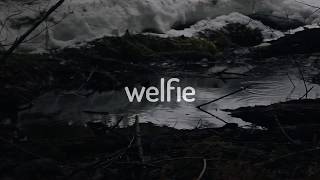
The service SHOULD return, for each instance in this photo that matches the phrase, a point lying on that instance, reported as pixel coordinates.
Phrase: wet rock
(301, 42)
(294, 112)
(276, 22)
(39, 169)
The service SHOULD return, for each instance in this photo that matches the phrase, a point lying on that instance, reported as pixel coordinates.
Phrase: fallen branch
(203, 169)
(306, 94)
(222, 97)
(283, 131)
(138, 139)
(28, 32)
(294, 86)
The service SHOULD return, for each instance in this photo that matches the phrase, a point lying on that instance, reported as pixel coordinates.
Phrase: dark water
(267, 85)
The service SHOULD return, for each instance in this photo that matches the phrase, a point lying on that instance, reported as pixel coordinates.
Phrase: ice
(78, 21)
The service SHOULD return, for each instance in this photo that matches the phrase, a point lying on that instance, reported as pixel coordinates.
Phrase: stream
(267, 84)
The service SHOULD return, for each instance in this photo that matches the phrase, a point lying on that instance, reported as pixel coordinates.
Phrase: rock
(276, 22)
(306, 41)
(39, 169)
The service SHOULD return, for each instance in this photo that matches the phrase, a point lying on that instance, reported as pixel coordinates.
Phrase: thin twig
(203, 169)
(28, 32)
(294, 86)
(222, 97)
(306, 94)
(138, 139)
(282, 130)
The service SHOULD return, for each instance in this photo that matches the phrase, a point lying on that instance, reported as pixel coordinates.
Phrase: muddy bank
(112, 153)
(290, 113)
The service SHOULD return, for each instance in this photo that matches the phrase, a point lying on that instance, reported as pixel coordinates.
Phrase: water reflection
(268, 85)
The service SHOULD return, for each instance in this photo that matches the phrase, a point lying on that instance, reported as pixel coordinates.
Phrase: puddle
(267, 85)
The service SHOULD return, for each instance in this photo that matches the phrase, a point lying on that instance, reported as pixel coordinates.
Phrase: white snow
(83, 20)
(219, 22)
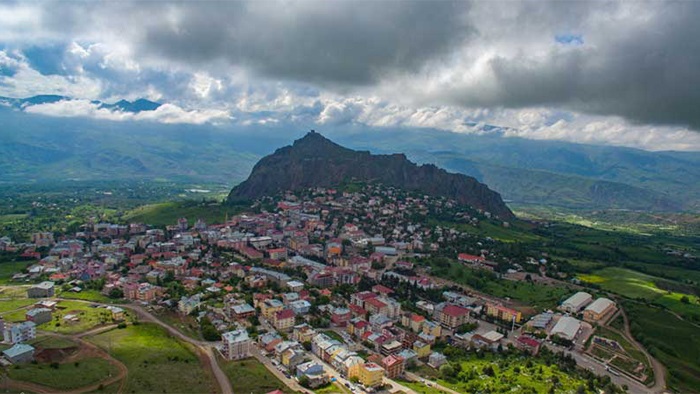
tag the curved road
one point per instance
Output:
(205, 349)
(659, 370)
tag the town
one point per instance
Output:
(323, 287)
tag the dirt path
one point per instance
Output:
(659, 370)
(436, 385)
(204, 349)
(87, 349)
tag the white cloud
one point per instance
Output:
(166, 113)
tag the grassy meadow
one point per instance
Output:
(251, 376)
(156, 361)
(636, 285)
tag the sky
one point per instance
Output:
(600, 72)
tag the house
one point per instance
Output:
(567, 327)
(502, 313)
(236, 345)
(187, 305)
(469, 258)
(21, 332)
(453, 316)
(19, 353)
(432, 328)
(576, 302)
(369, 374)
(295, 285)
(303, 333)
(39, 315)
(436, 360)
(313, 373)
(283, 320)
(394, 366)
(491, 340)
(42, 290)
(421, 348)
(528, 344)
(117, 312)
(598, 309)
(242, 311)
(300, 307)
(271, 306)
(391, 347)
(340, 317)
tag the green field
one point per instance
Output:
(9, 305)
(47, 342)
(67, 376)
(9, 266)
(250, 376)
(629, 348)
(674, 342)
(88, 295)
(509, 374)
(168, 213)
(332, 388)
(535, 295)
(419, 387)
(156, 361)
(88, 318)
(637, 285)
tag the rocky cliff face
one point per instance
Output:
(315, 161)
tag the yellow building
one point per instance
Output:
(371, 374)
(432, 328)
(422, 349)
(598, 309)
(270, 307)
(503, 313)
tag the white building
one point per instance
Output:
(21, 332)
(567, 327)
(598, 309)
(236, 345)
(576, 302)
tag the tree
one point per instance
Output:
(447, 371)
(116, 293)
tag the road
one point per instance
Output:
(205, 349)
(290, 382)
(598, 368)
(659, 370)
(436, 385)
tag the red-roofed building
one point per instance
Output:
(380, 289)
(283, 320)
(359, 299)
(375, 306)
(529, 344)
(470, 258)
(394, 366)
(453, 316)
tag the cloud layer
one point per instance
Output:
(622, 73)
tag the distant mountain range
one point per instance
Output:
(37, 148)
(315, 161)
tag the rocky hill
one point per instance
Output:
(315, 161)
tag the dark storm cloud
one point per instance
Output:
(637, 60)
(328, 42)
(646, 71)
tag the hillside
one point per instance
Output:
(315, 161)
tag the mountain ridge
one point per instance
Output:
(315, 161)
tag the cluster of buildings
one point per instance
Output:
(276, 267)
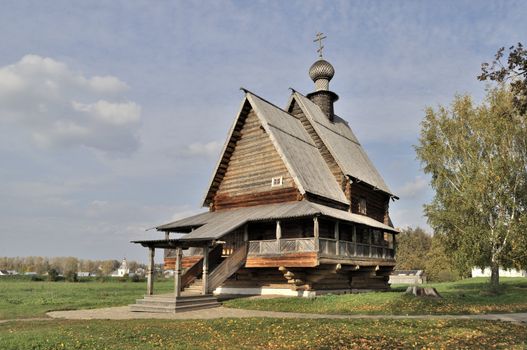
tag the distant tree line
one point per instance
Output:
(63, 265)
(418, 250)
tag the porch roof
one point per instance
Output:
(213, 225)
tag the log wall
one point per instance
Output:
(376, 201)
(252, 165)
(330, 161)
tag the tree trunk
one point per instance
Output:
(494, 275)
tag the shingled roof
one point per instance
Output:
(342, 144)
(300, 155)
(213, 225)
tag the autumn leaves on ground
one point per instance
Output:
(258, 333)
(470, 296)
(25, 299)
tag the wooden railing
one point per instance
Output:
(289, 245)
(228, 266)
(326, 247)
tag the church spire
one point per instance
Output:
(321, 72)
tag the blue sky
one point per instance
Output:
(112, 113)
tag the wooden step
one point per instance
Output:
(167, 303)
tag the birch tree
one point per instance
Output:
(477, 159)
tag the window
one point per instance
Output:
(362, 206)
(277, 181)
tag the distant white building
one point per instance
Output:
(123, 270)
(477, 272)
(85, 274)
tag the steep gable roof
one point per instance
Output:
(341, 143)
(298, 152)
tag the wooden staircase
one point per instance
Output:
(228, 267)
(191, 297)
(169, 304)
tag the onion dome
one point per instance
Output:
(321, 73)
(321, 69)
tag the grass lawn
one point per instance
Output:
(464, 297)
(21, 298)
(266, 333)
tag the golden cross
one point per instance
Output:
(319, 37)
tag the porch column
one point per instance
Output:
(354, 238)
(205, 278)
(278, 234)
(316, 232)
(370, 240)
(177, 273)
(150, 272)
(246, 232)
(394, 245)
(337, 237)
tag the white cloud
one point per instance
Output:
(209, 149)
(414, 188)
(59, 107)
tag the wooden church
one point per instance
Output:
(295, 207)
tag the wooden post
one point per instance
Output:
(246, 232)
(205, 278)
(278, 234)
(316, 232)
(337, 238)
(394, 245)
(370, 240)
(150, 272)
(177, 272)
(354, 239)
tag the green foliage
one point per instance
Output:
(513, 72)
(412, 247)
(477, 157)
(261, 333)
(438, 264)
(461, 297)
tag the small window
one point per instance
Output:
(277, 181)
(362, 206)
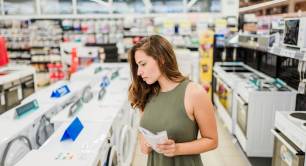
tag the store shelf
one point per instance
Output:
(279, 51)
(107, 16)
(287, 52)
(264, 5)
(289, 4)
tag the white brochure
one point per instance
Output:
(154, 139)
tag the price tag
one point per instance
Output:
(301, 89)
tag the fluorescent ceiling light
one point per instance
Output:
(191, 3)
(102, 3)
(261, 5)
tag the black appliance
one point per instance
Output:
(27, 85)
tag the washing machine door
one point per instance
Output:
(87, 95)
(44, 130)
(15, 150)
(125, 146)
(101, 93)
(113, 158)
(134, 118)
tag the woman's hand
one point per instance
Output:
(168, 148)
(145, 147)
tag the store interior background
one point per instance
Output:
(249, 55)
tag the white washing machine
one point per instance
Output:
(85, 150)
(15, 141)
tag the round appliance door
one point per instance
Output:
(125, 146)
(104, 153)
(113, 158)
(44, 130)
(134, 118)
(15, 150)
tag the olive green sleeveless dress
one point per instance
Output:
(166, 111)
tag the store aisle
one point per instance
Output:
(228, 152)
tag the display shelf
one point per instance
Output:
(18, 49)
(288, 52)
(279, 51)
(289, 6)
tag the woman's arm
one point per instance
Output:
(203, 113)
(144, 146)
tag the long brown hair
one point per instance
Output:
(160, 50)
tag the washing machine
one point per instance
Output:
(90, 148)
(15, 141)
(38, 122)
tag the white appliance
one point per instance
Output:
(16, 83)
(289, 138)
(14, 142)
(255, 109)
(295, 32)
(226, 77)
(188, 63)
(113, 108)
(89, 149)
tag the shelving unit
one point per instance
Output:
(273, 7)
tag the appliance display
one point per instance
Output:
(295, 32)
(226, 76)
(289, 138)
(88, 149)
(255, 107)
(16, 83)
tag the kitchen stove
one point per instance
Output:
(299, 116)
(291, 125)
(290, 138)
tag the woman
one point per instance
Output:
(169, 101)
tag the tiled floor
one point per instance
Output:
(228, 152)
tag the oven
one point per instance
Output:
________________________
• TASK PROMPT
All lines above between those holding "tag the wooden staircase" and "tag the wooden post", inclusive, must be set down unchanged, and no other line may be included.

• YOUR RESPONSE
tag the wooden staircase
one point per instance
Output:
(228, 267)
(191, 297)
(169, 304)
tag the onion dome
one point per instance
Output:
(321, 73)
(321, 69)
tag the grass lawn
one point per instance
Output:
(464, 297)
(21, 298)
(266, 333)
tag the golden cross
one point per instance
Output:
(319, 37)
tag the porch column
one point per instance
Output:
(354, 238)
(205, 278)
(278, 234)
(316, 232)
(370, 240)
(177, 273)
(150, 272)
(246, 232)
(394, 245)
(337, 237)
tag the white cloud
one point per instance
Output:
(209, 149)
(414, 188)
(59, 107)
tag the wooden church
one point per instance
Output:
(295, 207)
tag the wooden post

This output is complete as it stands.